Pointing dataset excerpts:
----

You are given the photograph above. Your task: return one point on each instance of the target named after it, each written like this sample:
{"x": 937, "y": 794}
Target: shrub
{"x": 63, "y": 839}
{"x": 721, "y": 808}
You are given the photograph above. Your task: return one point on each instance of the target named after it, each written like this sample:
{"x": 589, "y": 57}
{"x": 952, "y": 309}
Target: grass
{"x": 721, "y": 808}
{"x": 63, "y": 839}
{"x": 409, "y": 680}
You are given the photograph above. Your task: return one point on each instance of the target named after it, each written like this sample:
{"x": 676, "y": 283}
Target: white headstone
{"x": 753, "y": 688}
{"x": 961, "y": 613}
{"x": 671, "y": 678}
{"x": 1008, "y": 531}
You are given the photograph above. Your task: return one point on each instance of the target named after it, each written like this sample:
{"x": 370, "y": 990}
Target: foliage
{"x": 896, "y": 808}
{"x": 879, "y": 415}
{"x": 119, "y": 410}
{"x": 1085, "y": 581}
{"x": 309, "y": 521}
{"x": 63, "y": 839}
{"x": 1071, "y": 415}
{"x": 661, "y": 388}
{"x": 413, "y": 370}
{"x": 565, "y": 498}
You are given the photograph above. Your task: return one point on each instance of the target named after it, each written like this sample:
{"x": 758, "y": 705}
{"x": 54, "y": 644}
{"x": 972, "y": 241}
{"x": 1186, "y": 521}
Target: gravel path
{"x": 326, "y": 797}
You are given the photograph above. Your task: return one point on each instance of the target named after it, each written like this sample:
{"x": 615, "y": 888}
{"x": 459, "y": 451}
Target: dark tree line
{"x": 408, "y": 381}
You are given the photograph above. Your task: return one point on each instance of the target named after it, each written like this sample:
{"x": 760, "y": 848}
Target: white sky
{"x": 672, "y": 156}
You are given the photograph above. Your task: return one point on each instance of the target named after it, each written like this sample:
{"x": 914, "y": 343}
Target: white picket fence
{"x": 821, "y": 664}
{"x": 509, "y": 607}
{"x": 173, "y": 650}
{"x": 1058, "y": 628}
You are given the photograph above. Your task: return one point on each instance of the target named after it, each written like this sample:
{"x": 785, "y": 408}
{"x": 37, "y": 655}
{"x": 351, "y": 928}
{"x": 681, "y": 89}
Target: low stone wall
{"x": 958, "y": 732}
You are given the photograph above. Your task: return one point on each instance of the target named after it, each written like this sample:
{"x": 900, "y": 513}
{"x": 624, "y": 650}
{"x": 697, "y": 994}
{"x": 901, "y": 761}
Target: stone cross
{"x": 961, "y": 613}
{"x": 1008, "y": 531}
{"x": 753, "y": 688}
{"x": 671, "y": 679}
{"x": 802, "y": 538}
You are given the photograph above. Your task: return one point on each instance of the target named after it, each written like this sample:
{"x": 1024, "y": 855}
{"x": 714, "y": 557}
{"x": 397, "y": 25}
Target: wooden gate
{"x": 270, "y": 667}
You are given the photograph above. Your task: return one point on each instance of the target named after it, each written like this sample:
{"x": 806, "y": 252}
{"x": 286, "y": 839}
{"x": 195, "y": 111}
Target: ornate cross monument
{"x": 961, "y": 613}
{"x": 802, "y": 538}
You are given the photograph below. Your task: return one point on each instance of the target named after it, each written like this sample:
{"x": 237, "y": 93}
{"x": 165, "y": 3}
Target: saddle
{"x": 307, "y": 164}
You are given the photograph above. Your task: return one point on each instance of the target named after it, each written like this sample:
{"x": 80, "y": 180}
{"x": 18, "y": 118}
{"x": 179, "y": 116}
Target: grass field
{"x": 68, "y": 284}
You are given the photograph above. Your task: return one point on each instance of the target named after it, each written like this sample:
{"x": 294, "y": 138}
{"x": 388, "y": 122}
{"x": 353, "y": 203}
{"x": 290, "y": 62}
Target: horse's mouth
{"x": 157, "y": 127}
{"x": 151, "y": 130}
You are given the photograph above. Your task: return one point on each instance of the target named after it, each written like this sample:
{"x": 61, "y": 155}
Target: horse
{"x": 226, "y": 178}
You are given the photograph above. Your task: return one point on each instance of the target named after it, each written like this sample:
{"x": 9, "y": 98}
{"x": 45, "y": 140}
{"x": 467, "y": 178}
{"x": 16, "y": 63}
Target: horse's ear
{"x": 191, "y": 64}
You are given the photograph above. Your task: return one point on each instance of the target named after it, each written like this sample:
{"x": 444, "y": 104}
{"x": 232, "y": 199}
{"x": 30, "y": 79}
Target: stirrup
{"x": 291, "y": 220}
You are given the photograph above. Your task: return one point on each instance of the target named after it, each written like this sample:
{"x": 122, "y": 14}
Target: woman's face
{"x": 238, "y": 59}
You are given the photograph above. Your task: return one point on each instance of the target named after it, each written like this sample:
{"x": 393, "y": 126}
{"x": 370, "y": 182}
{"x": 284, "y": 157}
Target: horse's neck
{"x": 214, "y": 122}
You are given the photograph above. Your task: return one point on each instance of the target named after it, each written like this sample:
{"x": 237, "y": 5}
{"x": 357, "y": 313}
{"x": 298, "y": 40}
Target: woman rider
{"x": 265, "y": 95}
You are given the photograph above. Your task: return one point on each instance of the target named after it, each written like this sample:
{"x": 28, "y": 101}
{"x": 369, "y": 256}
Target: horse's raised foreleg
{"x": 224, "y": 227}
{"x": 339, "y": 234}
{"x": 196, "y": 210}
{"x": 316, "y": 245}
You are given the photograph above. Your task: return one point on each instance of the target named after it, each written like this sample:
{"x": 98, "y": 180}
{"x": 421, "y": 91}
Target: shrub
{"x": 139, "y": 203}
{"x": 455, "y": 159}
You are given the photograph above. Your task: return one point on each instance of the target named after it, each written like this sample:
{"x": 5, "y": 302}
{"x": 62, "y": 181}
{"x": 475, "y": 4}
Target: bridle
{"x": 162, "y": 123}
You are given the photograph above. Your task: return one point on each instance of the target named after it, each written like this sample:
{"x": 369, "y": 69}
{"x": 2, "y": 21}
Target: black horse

----

[EXERCISE DIRECTIONS] Copy out all of the records shown above exactly.

[RESPONSE TO THE TASK]
You are given the photograph above. Your task: return one point on each instance of the target named after it, each written like this sample:
{"x": 937, "y": 794}
Target: shrub
{"x": 63, "y": 839}
{"x": 721, "y": 808}
You are given the photograph above. Your task: return one point on each instance of the target named after it, each written like this sample:
{"x": 589, "y": 57}
{"x": 952, "y": 309}
Target: grass
{"x": 721, "y": 808}
{"x": 63, "y": 839}
{"x": 409, "y": 680}
You are given the photograph above. Your task: return one point on each instance of the target named after it, each written like this sample:
{"x": 676, "y": 283}
Target: white headstone
{"x": 753, "y": 688}
{"x": 961, "y": 613}
{"x": 671, "y": 678}
{"x": 1008, "y": 531}
You are given the photograph above. Your task: return one point on each instance of the target named after it, each written like this sample:
{"x": 370, "y": 990}
Target: foliage
{"x": 896, "y": 808}
{"x": 879, "y": 415}
{"x": 119, "y": 410}
{"x": 1085, "y": 581}
{"x": 309, "y": 521}
{"x": 63, "y": 839}
{"x": 1071, "y": 415}
{"x": 661, "y": 388}
{"x": 413, "y": 370}
{"x": 565, "y": 498}
You are given the photograph above. Your task: return one point on each instance of the target named after it, each written like this sample:
{"x": 758, "y": 705}
{"x": 54, "y": 644}
{"x": 972, "y": 241}
{"x": 1186, "y": 521}
Target: gravel path
{"x": 326, "y": 797}
You are given the photograph above. Your task: return one point on each instance of the target named after it, each written like this sample:
{"x": 615, "y": 888}
{"x": 459, "y": 451}
Target: dark tree line
{"x": 408, "y": 381}
You are given the photograph above. Your task: return one point on each instance of the target named after it, each written like this sample:
{"x": 760, "y": 848}
Target: white sky
{"x": 672, "y": 156}
You are given the photograph above. Your task: return one point on each instance of the target named after it, each written like this sample:
{"x": 914, "y": 343}
Target: white picket fence
{"x": 821, "y": 664}
{"x": 509, "y": 607}
{"x": 173, "y": 650}
{"x": 1058, "y": 628}
You are given the photograph above. Your task: return one point on each instance of the target named after it, each written like this sample:
{"x": 785, "y": 408}
{"x": 37, "y": 655}
{"x": 351, "y": 928}
{"x": 681, "y": 89}
Target: low stone wall
{"x": 958, "y": 732}
You are given the photograph above. Your task: return one point on each instance of the target named after it, each written like this sample:
{"x": 900, "y": 513}
{"x": 624, "y": 650}
{"x": 697, "y": 994}
{"x": 901, "y": 761}
Target: stone cross
{"x": 961, "y": 613}
{"x": 1008, "y": 531}
{"x": 753, "y": 688}
{"x": 671, "y": 679}
{"x": 802, "y": 538}
You are given the photograph above. Your task: return one point on each instance of the target named after it, each written like this sample:
{"x": 1024, "y": 855}
{"x": 714, "y": 557}
{"x": 397, "y": 25}
Target: wooden gate
{"x": 270, "y": 667}
You are given the photograph above. Your task: return one point on each instance of the target named after it, each written like this sample:
{"x": 806, "y": 252}
{"x": 286, "y": 839}
{"x": 195, "y": 111}
Target: ornate cross monument
{"x": 961, "y": 613}
{"x": 802, "y": 538}
You are given the photograph below. Your task: return one point on each instance of the target named after it, each written like this sample:
{"x": 237, "y": 93}
{"x": 165, "y": 3}
Target: saddle
{"x": 307, "y": 164}
You are given the photograph above. Your task: return one point on each instance of the target named after it, each written like this sample:
{"x": 80, "y": 180}
{"x": 18, "y": 118}
{"x": 179, "y": 116}
Target: grass field
{"x": 68, "y": 284}
You are given the photograph above. Your task: return one point on each instance of the target named after it, each written like this sample:
{"x": 294, "y": 138}
{"x": 388, "y": 122}
{"x": 353, "y": 203}
{"x": 290, "y": 62}
Target: horse's mouth
{"x": 157, "y": 127}
{"x": 151, "y": 130}
You are given the photograph above. Your task: return one point on each instance of the target named after it, each written like this sample:
{"x": 61, "y": 155}
Target: horse
{"x": 226, "y": 178}
You are given the photograph above. Your task: return one point on each instance of the target named after it, each written like this sample:
{"x": 9, "y": 98}
{"x": 45, "y": 140}
{"x": 467, "y": 178}
{"x": 16, "y": 63}
Target: horse's ear
{"x": 191, "y": 64}
You are given the photograph above. Your task: return one point on each instance of the target named after it, each written like this sample:
{"x": 444, "y": 104}
{"x": 232, "y": 199}
{"x": 30, "y": 79}
Target: stirrup
{"x": 291, "y": 220}
You are given the photograph above. Your task: return one point on each instance of the target named after it, each written like this sample:
{"x": 122, "y": 14}
Target: woman's face
{"x": 238, "y": 59}
You are given the photograph above. Your task: return one point on each instance of the target named after it, each written like this sample:
{"x": 393, "y": 126}
{"x": 370, "y": 182}
{"x": 284, "y": 157}
Target: horse's neck
{"x": 214, "y": 122}
You are given the photograph above. Your task: return one point on each instance of the target named after it, each written like this sample:
{"x": 237, "y": 5}
{"x": 357, "y": 313}
{"x": 298, "y": 40}
Target: woman rider
{"x": 265, "y": 95}
You are given the photograph above. Your task: return one point on each instance of the target named after it, each written like this sample:
{"x": 28, "y": 101}
{"x": 369, "y": 256}
Target: horse's raised foreleg
{"x": 224, "y": 227}
{"x": 339, "y": 234}
{"x": 196, "y": 210}
{"x": 316, "y": 245}
You are given the photograph above. Your task: return one point on each instance of the target named after it, each written like this sample:
{"x": 98, "y": 180}
{"x": 421, "y": 91}
Target: shrub
{"x": 139, "y": 203}
{"x": 455, "y": 159}
You are given the photograph above. Your task: return one point on each instance of the target named after it, each written like this sample:
{"x": 5, "y": 302}
{"x": 62, "y": 181}
{"x": 475, "y": 4}
Target: bridle
{"x": 162, "y": 123}
You are given the photograph above. Your task: return one point on each instance of the target named after it, each written like this sample:
{"x": 369, "y": 69}
{"x": 2, "y": 21}
Target: black horse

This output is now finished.